> **SELECTION**

Seller is a corporation duly organized, validly existing and in good standing
under the laws of the State of New Jersey and has the corporate power and
authority to own, lease and operate the Assets used in the Business and to carry
on the Business as now being conducted. Seller is duly qualified to do business
and is in good standing as a foreign corporation or otherwise in the states and
jurisdictions set forth on Schedule L and in each other jurisdiction where
qualification as a foreign corporation or otherwise is required to conduct the
Business.
Section 4.2 Authority, Approvals and Consents.
Except as set forth on Schedule N hereto, Seller has the corporate power and
authority to enter into this Agreement and to perform their obligations
hereunder. The execution, delivery and performance of this Agreement and the
consummation of the transactions contemplated hereby have been duly authorized
and validly approved by the Board of Directors of Seller and by their respective
stockholders and no other corporate or other proceedings on the part of Seller
are necessary to authorize and approve this Agreement and the transactions
contemplated hereby. Seller hereby expressly represents that they have fully and
properly complied with all aspects of applicable New Jersey corporate law in
entering into this Agreement and for consummating the transactions contemplated
hereunder. This Agreement has been duly executed and delivered by, and
constitutes a valid and binding obligation of Seller, enforceable against Seller
in accordance with its terms. The execution, delivery and performance of this
Agreement by Seller and the consummation of the transactions contemplated hereby
do not and will not:
(i) contravene any provisions of the Certificate or
Articles of Incorporation or Formation or By-Laws or other organizational
documents of Seller;
(ii) conflict with, result in a breach of any
provisions of, constitute a default under, result in the modification or
cancellation of, or give rise to any right of termination or acceleration in
respect of any Company Agreement (as defined hereinbelow) or, except as set
forth on Schedule N hereto, require any consent or waiver of any party to any
Company Agreement.

> **PROVIDED RECORDS**
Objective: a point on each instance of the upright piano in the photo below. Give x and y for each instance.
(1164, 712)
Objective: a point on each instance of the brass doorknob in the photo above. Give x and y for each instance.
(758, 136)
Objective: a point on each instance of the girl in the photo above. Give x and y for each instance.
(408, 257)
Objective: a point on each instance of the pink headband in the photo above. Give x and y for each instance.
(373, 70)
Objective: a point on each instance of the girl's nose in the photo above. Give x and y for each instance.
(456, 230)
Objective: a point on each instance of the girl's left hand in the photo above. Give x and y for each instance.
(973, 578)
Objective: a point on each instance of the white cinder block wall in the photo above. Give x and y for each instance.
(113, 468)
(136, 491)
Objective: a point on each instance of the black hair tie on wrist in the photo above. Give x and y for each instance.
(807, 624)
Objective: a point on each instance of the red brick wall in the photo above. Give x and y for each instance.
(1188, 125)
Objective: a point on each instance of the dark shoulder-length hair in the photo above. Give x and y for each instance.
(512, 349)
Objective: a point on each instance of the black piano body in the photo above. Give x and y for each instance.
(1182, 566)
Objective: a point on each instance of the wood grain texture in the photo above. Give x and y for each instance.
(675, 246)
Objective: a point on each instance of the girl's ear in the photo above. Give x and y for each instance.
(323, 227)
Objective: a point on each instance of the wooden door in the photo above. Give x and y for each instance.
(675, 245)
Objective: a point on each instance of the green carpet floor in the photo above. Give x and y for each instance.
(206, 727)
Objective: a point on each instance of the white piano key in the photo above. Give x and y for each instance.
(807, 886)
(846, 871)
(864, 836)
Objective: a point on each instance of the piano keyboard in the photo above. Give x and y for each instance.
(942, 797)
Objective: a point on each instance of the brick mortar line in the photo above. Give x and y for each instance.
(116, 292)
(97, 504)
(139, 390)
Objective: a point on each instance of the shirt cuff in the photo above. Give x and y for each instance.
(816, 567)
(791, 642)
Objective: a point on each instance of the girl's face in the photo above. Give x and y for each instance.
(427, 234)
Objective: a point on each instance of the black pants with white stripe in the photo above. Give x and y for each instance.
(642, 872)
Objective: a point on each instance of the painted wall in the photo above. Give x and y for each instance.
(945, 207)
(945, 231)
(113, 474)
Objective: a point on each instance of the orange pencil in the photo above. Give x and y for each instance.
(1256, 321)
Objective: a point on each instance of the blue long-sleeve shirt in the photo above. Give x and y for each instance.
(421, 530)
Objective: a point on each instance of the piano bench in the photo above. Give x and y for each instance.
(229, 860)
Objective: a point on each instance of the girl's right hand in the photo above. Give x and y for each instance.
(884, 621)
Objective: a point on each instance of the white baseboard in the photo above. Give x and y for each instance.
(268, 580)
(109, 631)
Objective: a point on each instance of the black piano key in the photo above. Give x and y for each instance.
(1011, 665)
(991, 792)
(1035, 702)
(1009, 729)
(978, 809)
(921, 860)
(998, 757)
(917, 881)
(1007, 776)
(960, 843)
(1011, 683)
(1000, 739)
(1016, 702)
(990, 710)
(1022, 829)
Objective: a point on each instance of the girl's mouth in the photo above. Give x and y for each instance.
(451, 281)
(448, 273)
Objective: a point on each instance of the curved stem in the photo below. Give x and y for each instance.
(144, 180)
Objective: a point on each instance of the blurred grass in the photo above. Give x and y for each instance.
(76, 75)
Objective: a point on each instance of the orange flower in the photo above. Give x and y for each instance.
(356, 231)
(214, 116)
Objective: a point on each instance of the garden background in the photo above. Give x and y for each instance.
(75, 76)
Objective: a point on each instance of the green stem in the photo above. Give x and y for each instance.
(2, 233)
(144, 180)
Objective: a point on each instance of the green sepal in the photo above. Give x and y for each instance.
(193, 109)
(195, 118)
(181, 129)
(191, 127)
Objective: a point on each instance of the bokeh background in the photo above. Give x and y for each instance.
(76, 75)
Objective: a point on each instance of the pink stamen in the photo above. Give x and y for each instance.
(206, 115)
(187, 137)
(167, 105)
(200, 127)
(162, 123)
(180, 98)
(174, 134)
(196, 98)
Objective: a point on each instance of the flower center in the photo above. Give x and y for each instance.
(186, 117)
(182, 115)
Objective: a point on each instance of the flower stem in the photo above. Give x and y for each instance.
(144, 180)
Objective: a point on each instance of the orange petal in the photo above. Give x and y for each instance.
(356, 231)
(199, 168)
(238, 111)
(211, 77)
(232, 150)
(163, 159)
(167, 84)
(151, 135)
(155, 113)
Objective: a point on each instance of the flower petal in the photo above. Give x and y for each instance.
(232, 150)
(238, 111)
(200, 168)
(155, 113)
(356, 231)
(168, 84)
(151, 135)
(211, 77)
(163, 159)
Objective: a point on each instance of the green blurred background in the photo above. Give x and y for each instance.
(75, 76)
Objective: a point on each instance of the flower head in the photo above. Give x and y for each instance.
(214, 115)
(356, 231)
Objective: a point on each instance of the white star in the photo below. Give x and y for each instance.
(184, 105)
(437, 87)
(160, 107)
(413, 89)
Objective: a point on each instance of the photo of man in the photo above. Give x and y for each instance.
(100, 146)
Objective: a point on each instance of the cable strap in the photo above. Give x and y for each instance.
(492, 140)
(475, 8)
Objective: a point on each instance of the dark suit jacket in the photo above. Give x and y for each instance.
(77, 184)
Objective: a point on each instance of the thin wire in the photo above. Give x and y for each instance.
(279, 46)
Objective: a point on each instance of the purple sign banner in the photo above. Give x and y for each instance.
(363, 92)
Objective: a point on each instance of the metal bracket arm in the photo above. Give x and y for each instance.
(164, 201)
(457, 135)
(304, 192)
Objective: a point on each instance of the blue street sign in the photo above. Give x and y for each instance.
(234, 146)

> **TASKS TO PERFORM**
1) According to the contract excerpt, where is Seller duly qualified to do business besides the states and jurisdictions on Schedule L, and why those places? Answer in one to three sentences.
2) Rewrite the rows from the line with "Objective: a point on each instance of the dark shoulder-length" to the line with "(1182, 566)", putting "piano lid" in place of "black piano body" and leaving everything else unchanged.

> **SET OF ANSWERS**
1) Seller is also duly qualified and in good standing in each other jurisdiction where qualification as a foreign corporation or otherwise is required. Those jurisdictions are included because such qualification is required there to conduct the Business.

2)
Objective: a point on each instance of the dark shoulder-length hair in the photo above. Give x and y for each instance.
(512, 349)
Objective: a point on each instance of the piano lid in the photo above. Give x and y for each instance.
(1182, 566)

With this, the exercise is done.